E la Bibbia, poi. Che siano stati gli americani ad avere il coraggio di mettere in scena il Libro dei Libri, che sta alle radici della storia di mezzo mondo; che abbiano osato raccontarla in modo semplice, popolare, senza preoccuparsi di appiccicarci facce famose, senza sottilizzare sulle traduzioni o le interpretazioni. Tagliando anche in modo un po’ grossolano, tre secoli qui, due secoli là, ma facendoceli vedere in faccia, quei profeti antichi che fanno capolino nel torpore da prime letture liturgiche, di cui confondiamo le parentele, altro che ricordarne il piglio, le parole. Quegli eroi universali ed eterni, come e più di Achille ed Ulisse, che occhieggiano dai capitelli delle cattedrali, dalle tele nei musei del mondo intero, come non riconoscerli, non appassionarsi alle loro avventure mirabili e al cardiopalma. L’arme, gli amori, i cavalieri, il peccato e la rinascita, l’uomo  (sì, ma che rozzezza, che superficialità, che mancanza di profondità storica, etc.). 



Così com’è  fastidiosamente nazional popolare questo pretino che ricanta padre Brown in salsa pummarola, che è il detective ma spalanca le porte agli ultimi, sa perdonare perfino i cattivi, gioca coi ragazzini, si comporta un po’ come il papa. Qualcuno, più anziano, va con nostalgia a Guareschi. 

Quando la tv sa parlare alla gente, tirar fuori sorrisi, qualche lacrima, di-vertere dalla pesantezza e dalla stanca ripetizione del solito refrain: rissa, sesso, satira. La gente che ha voglia di cose buone, di parole che come un balsamo diano conforto, di personaggi in cui immedesimarsi, chè di orrore intorno ne ha già abbastanza. La gente che caparbiamente, nonostante la solitudine, la distrazione, la pervicace ostilità della società e del potere non può strapparsi di dosso quell’appartenenza di sangue al popolo cristiano, alla sua idea di uomo. Calpestandola mille e mille volte, scordandosene, per pigrizia o malvagità. Però rimane, come un lumicino fievole e persistente. Che può balenare, per un attimo, quando Mosè spalanca le braccia a Dio, quando don Matteo si inginocchia in chiesa, quando due ragazzi ammalati si danno la mano, per aiutarsi a camminare, anche con una gamba sola.

Compito => Stampa senza cambiare nulla la parte del testo che comincia con "Così com’è  fastidiosamente" e finisce con "nostalgia a Guareschi.". Il materiale che segue non ha niente a che fare con il testo.

Dati estratti =>
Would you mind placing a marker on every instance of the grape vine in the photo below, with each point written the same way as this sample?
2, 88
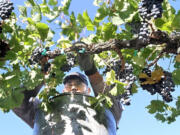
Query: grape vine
6, 8
4, 47
164, 86
125, 76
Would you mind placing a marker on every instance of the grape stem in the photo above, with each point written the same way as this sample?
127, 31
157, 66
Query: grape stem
121, 57
156, 59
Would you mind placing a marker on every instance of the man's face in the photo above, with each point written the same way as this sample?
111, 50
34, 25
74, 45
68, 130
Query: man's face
76, 85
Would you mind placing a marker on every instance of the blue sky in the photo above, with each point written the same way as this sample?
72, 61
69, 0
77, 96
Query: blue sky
135, 118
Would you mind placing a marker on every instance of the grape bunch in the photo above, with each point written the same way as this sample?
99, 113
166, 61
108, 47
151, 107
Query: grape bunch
125, 76
164, 87
70, 62
150, 9
6, 8
144, 32
4, 47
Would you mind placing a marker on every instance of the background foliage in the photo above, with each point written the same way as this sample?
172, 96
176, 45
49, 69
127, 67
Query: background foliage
41, 23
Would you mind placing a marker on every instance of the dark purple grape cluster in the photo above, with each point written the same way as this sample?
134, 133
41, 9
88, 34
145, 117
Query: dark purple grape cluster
6, 8
37, 55
46, 67
144, 32
150, 9
70, 62
4, 47
164, 87
0, 27
125, 76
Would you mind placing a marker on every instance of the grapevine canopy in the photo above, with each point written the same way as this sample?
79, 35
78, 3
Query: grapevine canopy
113, 33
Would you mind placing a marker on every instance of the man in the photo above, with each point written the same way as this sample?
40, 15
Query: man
73, 83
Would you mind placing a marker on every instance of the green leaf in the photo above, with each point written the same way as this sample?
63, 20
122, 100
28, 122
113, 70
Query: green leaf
52, 2
36, 13
178, 103
66, 5
102, 12
23, 11
175, 23
116, 20
88, 21
156, 106
81, 20
160, 117
118, 89
43, 30
31, 2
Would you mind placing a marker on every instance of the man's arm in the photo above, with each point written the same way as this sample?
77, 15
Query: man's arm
27, 111
96, 80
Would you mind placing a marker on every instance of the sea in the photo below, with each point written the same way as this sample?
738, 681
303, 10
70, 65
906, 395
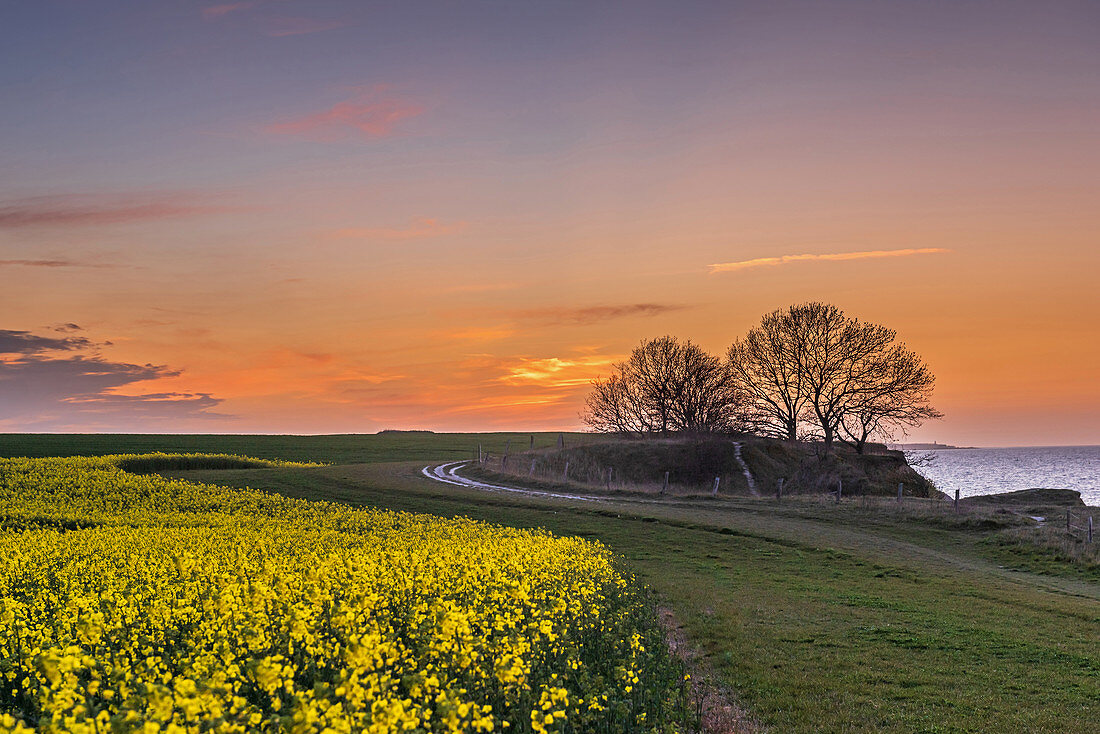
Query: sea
990, 471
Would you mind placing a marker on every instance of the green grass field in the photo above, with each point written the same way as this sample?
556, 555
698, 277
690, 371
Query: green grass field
858, 617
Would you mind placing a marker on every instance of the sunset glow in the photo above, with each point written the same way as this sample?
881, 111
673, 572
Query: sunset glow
326, 217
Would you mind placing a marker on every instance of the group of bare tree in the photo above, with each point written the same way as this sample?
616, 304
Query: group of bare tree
809, 371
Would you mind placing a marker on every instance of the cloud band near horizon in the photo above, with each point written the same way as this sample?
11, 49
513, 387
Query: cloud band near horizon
783, 260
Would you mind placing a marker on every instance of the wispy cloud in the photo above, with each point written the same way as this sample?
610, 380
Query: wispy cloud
595, 314
51, 263
81, 210
783, 260
370, 113
26, 343
52, 382
217, 11
417, 230
553, 371
479, 333
282, 26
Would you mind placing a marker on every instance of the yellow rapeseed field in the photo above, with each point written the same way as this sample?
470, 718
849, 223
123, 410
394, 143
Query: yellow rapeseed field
135, 603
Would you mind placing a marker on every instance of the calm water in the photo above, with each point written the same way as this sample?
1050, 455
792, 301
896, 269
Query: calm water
989, 471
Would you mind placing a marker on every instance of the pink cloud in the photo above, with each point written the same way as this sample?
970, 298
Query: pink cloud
283, 26
77, 210
217, 11
783, 260
418, 230
370, 113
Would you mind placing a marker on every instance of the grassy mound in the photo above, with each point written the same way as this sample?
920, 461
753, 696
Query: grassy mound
693, 463
150, 463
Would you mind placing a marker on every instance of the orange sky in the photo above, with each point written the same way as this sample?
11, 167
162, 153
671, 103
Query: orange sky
461, 238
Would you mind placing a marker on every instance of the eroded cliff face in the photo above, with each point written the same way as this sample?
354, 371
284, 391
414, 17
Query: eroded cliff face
693, 462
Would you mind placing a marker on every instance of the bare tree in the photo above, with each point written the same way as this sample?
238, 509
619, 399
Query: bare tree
894, 396
766, 368
857, 380
666, 385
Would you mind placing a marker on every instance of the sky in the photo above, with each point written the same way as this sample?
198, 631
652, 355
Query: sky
278, 216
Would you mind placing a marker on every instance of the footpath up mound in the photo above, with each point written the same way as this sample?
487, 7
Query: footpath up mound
693, 463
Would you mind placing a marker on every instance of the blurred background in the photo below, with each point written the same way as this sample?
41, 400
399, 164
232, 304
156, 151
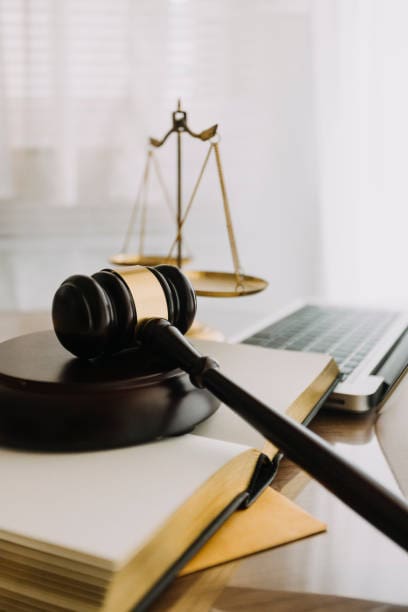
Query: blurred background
311, 98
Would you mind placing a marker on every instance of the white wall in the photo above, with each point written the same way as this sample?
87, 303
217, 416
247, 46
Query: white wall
261, 93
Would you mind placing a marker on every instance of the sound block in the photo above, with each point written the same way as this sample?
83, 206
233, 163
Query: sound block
52, 401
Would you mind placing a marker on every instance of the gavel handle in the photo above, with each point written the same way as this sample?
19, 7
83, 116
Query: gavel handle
358, 490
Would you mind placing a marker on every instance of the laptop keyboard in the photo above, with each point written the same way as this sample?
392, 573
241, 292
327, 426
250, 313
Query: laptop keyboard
346, 334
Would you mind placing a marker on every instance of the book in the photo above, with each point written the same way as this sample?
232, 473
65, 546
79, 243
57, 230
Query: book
108, 530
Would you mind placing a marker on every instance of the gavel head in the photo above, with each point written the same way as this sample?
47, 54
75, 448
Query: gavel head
103, 313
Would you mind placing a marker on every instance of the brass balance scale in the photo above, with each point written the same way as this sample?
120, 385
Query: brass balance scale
206, 283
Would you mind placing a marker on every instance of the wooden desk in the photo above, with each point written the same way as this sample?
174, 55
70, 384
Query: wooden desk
351, 567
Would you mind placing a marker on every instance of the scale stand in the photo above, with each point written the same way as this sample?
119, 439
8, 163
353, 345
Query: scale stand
206, 283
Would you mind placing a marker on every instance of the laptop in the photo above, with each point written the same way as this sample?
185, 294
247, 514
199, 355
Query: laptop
370, 346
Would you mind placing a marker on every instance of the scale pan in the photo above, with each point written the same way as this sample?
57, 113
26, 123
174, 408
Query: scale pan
133, 259
223, 284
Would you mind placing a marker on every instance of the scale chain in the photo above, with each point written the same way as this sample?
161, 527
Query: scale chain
192, 197
234, 250
144, 204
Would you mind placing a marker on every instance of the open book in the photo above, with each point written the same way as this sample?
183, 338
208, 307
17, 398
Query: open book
107, 530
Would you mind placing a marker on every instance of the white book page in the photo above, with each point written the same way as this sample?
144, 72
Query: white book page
102, 506
275, 377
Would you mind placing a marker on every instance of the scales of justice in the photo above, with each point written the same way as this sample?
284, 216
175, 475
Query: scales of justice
206, 283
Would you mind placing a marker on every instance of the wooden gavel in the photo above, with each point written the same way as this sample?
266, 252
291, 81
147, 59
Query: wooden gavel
115, 310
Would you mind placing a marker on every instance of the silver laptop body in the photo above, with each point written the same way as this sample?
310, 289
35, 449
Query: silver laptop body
378, 346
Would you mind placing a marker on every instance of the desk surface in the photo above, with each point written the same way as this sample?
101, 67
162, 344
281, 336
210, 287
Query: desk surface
351, 566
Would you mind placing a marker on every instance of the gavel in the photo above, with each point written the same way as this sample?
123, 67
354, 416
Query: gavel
114, 310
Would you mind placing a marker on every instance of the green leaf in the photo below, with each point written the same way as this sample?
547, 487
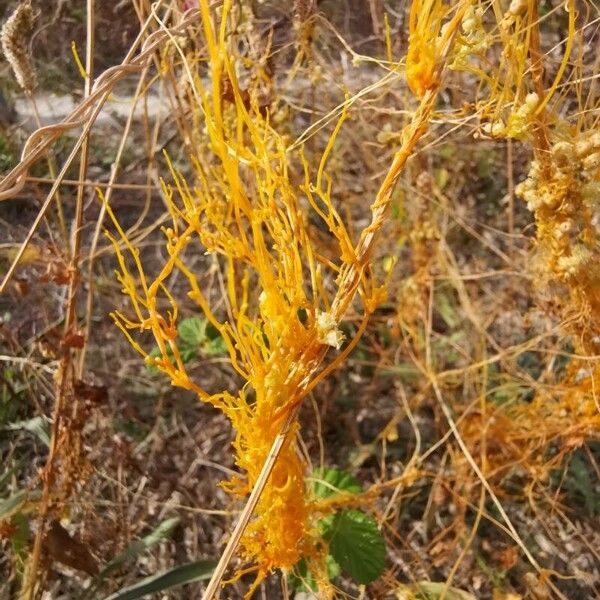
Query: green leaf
187, 573
137, 547
4, 478
39, 426
20, 536
329, 482
215, 347
187, 353
301, 579
192, 331
156, 353
429, 590
356, 544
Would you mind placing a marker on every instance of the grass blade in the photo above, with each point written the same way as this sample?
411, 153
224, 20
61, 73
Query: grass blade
186, 573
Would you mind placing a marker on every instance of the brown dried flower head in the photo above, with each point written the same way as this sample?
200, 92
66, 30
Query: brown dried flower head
14, 37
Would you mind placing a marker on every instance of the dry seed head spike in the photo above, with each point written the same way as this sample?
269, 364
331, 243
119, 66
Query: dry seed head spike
14, 39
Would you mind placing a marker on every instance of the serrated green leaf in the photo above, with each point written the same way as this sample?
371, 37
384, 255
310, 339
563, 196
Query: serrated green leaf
329, 482
357, 545
187, 573
137, 547
192, 331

Risultato =>
Così com’è  fastidiosamente nazional popolare questo pretino che ricanta padre Brown in salsa pummarola, che è il detective ma spalanca le porte agli ultimi, sa perdonare perfino i cattivi, gioca coi ragazzini, si comporta un po’ come il papa. Qualcuno, più anziano, va con nostalgia a Guareschi.